**What the exercise asks**
Repeat the data in full. Drop every picture.
+++ Records to use +++
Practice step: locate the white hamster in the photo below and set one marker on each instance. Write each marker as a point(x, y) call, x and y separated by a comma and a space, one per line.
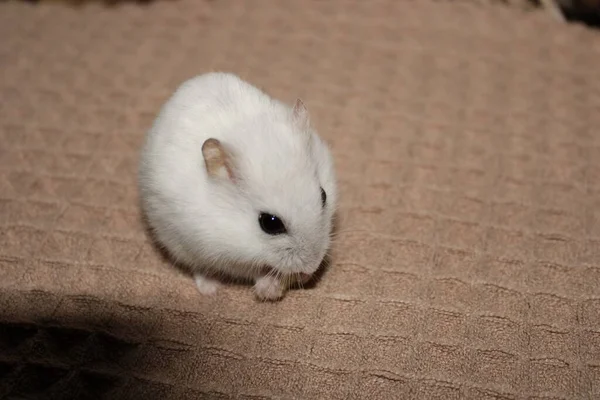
point(234, 183)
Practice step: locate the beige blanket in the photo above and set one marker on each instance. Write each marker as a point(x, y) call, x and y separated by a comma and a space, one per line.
point(467, 144)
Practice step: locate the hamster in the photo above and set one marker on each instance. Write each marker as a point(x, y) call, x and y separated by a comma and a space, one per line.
point(234, 183)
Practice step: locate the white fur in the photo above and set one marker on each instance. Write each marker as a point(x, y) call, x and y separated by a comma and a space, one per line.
point(212, 226)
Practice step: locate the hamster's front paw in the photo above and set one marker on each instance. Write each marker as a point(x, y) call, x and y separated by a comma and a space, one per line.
point(268, 288)
point(206, 286)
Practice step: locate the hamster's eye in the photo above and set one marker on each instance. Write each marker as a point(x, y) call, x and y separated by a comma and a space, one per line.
point(271, 224)
point(323, 197)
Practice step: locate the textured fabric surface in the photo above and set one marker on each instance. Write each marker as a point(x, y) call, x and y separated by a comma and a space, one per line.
point(467, 147)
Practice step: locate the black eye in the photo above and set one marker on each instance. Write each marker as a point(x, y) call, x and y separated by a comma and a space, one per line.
point(323, 197)
point(271, 224)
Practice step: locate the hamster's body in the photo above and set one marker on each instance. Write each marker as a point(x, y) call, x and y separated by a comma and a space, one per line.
point(220, 156)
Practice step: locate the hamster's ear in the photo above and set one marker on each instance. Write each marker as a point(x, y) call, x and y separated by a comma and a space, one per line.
point(218, 161)
point(301, 117)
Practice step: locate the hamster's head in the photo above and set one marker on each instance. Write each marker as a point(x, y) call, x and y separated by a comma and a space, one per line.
point(274, 193)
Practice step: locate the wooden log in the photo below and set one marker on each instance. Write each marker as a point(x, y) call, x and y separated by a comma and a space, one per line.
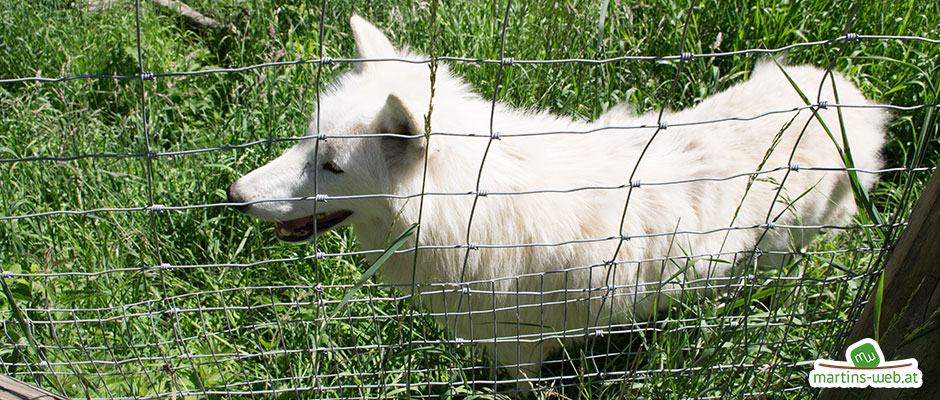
point(909, 326)
point(14, 389)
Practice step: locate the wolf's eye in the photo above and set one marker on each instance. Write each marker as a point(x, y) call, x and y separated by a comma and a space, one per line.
point(332, 168)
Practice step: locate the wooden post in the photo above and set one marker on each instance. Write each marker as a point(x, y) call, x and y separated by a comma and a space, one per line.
point(910, 311)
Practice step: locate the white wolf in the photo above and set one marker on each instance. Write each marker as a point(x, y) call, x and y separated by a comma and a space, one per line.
point(549, 266)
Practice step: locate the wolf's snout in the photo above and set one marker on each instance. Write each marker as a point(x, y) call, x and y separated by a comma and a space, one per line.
point(235, 197)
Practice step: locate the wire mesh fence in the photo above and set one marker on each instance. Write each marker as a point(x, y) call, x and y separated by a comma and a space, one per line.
point(151, 317)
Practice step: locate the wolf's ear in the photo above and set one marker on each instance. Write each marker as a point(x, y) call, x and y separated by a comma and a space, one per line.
point(371, 42)
point(398, 119)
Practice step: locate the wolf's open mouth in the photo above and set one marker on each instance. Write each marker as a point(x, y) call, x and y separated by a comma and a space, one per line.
point(303, 228)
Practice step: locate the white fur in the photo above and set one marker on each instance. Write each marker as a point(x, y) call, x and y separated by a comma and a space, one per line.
point(394, 96)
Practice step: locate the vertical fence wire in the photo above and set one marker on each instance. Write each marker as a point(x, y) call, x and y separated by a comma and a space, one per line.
point(184, 346)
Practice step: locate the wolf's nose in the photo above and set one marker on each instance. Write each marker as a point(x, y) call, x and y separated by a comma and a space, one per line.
point(233, 197)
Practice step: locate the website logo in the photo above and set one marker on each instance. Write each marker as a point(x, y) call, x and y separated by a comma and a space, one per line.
point(866, 367)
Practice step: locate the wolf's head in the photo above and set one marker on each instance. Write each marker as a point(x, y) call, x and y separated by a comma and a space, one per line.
point(378, 98)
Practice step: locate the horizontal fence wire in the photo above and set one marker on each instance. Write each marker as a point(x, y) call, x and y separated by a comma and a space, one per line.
point(320, 340)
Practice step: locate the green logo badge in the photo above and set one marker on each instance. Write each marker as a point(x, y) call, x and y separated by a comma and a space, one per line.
point(865, 355)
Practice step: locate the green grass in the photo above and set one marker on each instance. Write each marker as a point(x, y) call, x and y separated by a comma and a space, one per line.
point(245, 309)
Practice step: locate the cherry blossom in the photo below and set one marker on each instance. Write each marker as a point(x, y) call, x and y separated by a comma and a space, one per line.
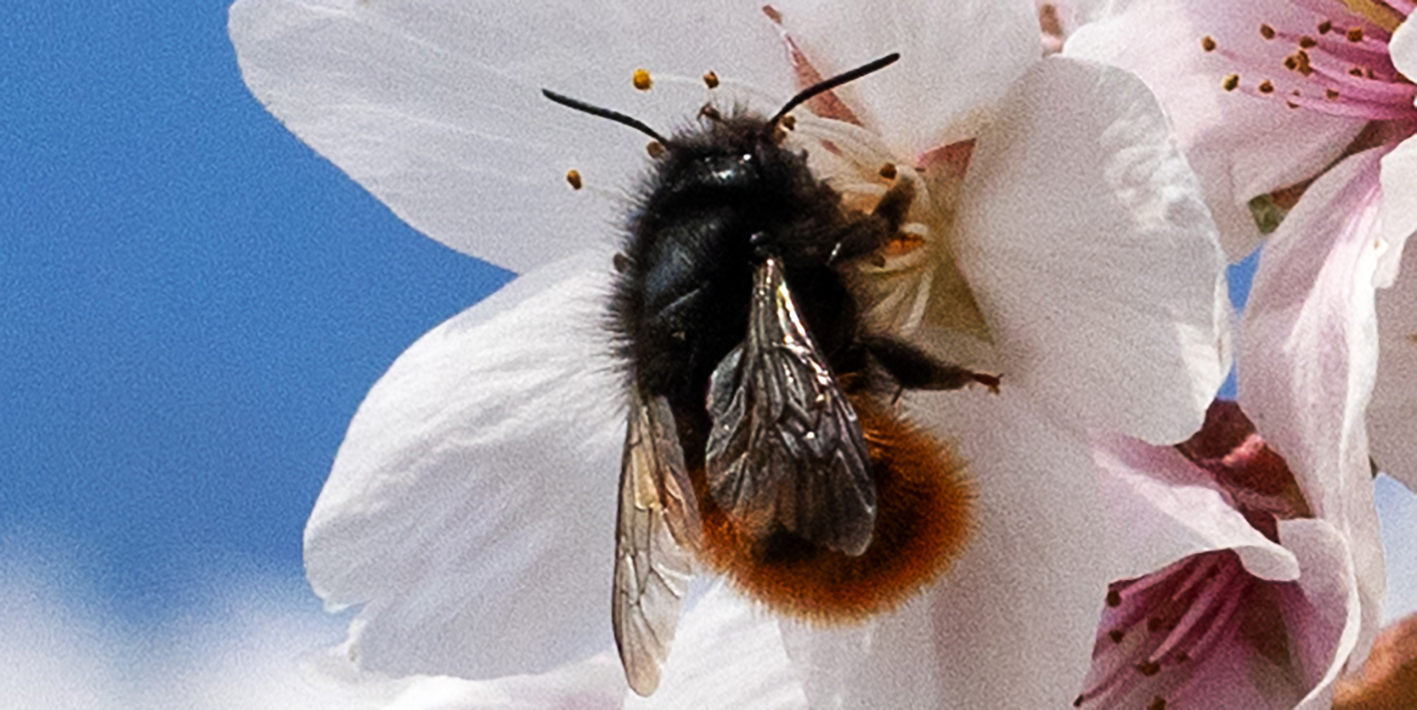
point(1057, 237)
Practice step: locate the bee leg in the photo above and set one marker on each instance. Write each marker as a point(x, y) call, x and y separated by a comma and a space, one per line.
point(873, 231)
point(913, 369)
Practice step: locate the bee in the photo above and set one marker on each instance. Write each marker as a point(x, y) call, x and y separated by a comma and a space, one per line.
point(763, 440)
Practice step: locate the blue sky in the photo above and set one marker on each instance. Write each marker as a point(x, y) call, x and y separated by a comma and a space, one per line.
point(192, 306)
point(192, 302)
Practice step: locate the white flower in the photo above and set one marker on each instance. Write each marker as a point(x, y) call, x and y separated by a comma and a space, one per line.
point(1246, 584)
point(471, 508)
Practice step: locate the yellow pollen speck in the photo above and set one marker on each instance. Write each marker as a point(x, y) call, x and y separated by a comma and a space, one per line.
point(1378, 13)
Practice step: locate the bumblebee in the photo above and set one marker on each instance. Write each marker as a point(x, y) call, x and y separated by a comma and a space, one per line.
point(763, 440)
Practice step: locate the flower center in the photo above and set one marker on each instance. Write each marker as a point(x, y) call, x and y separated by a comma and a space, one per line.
point(1161, 628)
point(1341, 65)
+++
**Reply to the task**
Practice step: locate the white hamster in the photo below and set one marker on each instance. Write each marker as a point(x, y) call, x and y separated by a comma and a space, one per line.
point(234, 183)
Practice step: locate the beige blanket in the photo above and set one marker on each instance. Write each marker as a point(x, y) call, x and y separated by a comma and a space, one per line.
point(467, 144)
Practice step: locate the hamster in the photo above and set one marker on each instance. Write each marker as a point(x, y) call, x and y separated by a comma and a space, one per line.
point(234, 183)
Practice step: locate the white fur in the photo above and set one marker on each instance. Write each marker as a point(x, y) call, x and y separated by a comma and a space, one per line.
point(212, 226)
Practice step: locate the hamster's front paw in the photo above and set one marker on each instance. Write each marker as a point(x, y) call, x and y separated by a comma and a space, one per line.
point(268, 288)
point(206, 286)
Practice step: locate the hamster's eye in the photo above and set one marker on each instance. Write each marker as a point(x, y) call, x and y separated by a comma and a space, one per line.
point(271, 224)
point(323, 197)
Practice step: locate the textured fabric surface in the photo above and set one marker on each instance. Write each marker as a point(x, y) call, x and y separated by a comma and a space, one per line.
point(467, 147)
Practice step: locate the black eye in the photo above and set one marker on each instance. Write each marker as a point(x, y) call, x and y separated by a comma and a space, one per line.
point(323, 197)
point(271, 224)
Practice step: locate the hamster's body in the photo above and set one marker on each instance. Write each marker as a point(x, y) call, x and y separated by a comma and a space, one per line.
point(220, 156)
Practice step: locate the hamster's ear in the photo above and set one marker on each instance. Write each marker as a point(x, y) call, x and y separated by a comma and a space, one per line.
point(218, 161)
point(301, 117)
Practice step: locate the hamster's head in the photo above and set one marker on each instance. Write each marker as a point(x, y) call, x and y separated by a comma and a space, one per line.
point(274, 193)
Practice step: locate the wooden log in the photo below and set one marker on each instance. Write each marker as a point(x, y) call, x and y separated by a comma and a space, one per line.
point(909, 326)
point(14, 389)
Practice step: locate the wolf's eye in the photo above and set one marker on each instance. Write each marker as a point(x, y) call, x and y separated by a comma and a space, one per line.
point(332, 168)
Practice step: locate the wooden post in the photo above and set one marker on each instance. Write each marker as a point(x, y) call, x and y separated by a comma and a space, one per line.
point(910, 311)
Practice step: locate the white wolf in the photo above and set one marker on each instance. Write each marker as a point(x, y) call, x and y separated by a comma and a space, one per line.
point(549, 266)
Practice step: locate the wolf's snout in the photo above and set one marker on each instance. Write each marker as a point(x, y) call, x and y separated by a comma and a space, one per line.
point(235, 197)
Practice step: locate the wire mesh fence in the photo above and set one marker on each instance. Write each marker as a point(x, y) call, x and y separated by a comma and a space, one per line.
point(151, 317)
Practice step: locate the wolf's ear in the photo above and set one marker on each instance. Write each marker as a point(x, y) call, x and y separated by a comma and a space, one per line.
point(371, 42)
point(398, 119)
Practice step: locate the wolf's open mouth in the photo above and set one marker on each instance. Write each marker as a point(x, y) call, x and y separated by a comma and a space, one per line.
point(303, 228)
Practice step: locate the white fur in the photo above and set one marker on each instance. Write each marker as a point(x, y) call, x and y separated by a comma and a space, one per line.
point(394, 96)
Practice step: locate the vertical fence wire in the photo above and set one marker on each instance. Write each marker as a point(x, y) call, x and y separated by a comma and a space, one per line.
point(184, 346)
Practice step: locate the wolf's nose in the photo above and set one marker on each instance. Write each marker as a point(x, y) call, x and y separated by a comma and a space, one per line.
point(233, 197)
Practice step: locate the website logo in the photo above and set one marker on each instance. Write each marker as a point(x, y) call, x and y separated by a comma and a space, one per line.
point(866, 367)
Practice step: locate the wolf's head in the photo above and set one marker on each instance. Write each marker as a point(x, y) call, x and y separated by a comma and a space, one per line.
point(378, 98)
Practice step: locate the horizontal fence wire in the photo above and set one marker on each instance. Write each marker as a point(x, y) call, x and y separated by a comma and a space, one per line.
point(320, 340)
Practice step: locate the green logo badge in the photo above and set one marker on each instance. Write each marker as a point(x, y) call, x and y separated by a comma and a space, one per line.
point(865, 355)
Practice step: locate the green grass in the photo above and set one marker on each instance. Write each marker as a point(x, y) call, x and y separated by a comma and a space, one per line.
point(245, 309)
Practice step: locate the cherry blossom in the photo below and set one marker on each instance. Write each marker as a point(x, y) call, x and y separated by a comma and a space, one per line.
point(1057, 237)
Practice step: locate the bee leg in the photo above and set one marker on each instance. Write each marker as a point(x, y) call, x and y separated by a comma and a space, one per line.
point(873, 231)
point(913, 369)
Practice step: locate the bee in the photo above and set one marker on each instance. Write each marker as a point(x, y) call, x and y separated by a comma and a space, one per line.
point(763, 440)
Practice step: locate the blue sky in the photo above and set one marker on each instance. Write each marker as a point(x, y) call, x and y separated by a comma and a space, one per line.
point(192, 306)
point(192, 302)
Practice step: locate the white flower in the photo above and set one marker on each instance. Write each marker as a point(x, y) call, x and y separated by a comma and a space, one per line.
point(1246, 584)
point(471, 508)
Practice step: locate the yellow pollen speck in the photo above and set one marker on each instance. Write each marker as a point(x, y) call, x and y separated by a comma and a space, one per line.
point(1378, 13)
Practice step: locate the bumblebee in the photo above and set one marker on each instance. Write each marker as a point(x, y) call, x and y separated by a comma and a space, one per line.
point(763, 440)
Practice step: locate the flower center in the photo above and set one marker on each instance. Write each marker as a point(x, y) call, x and y separated by a comma and a space, one per line.
point(1161, 628)
point(1341, 65)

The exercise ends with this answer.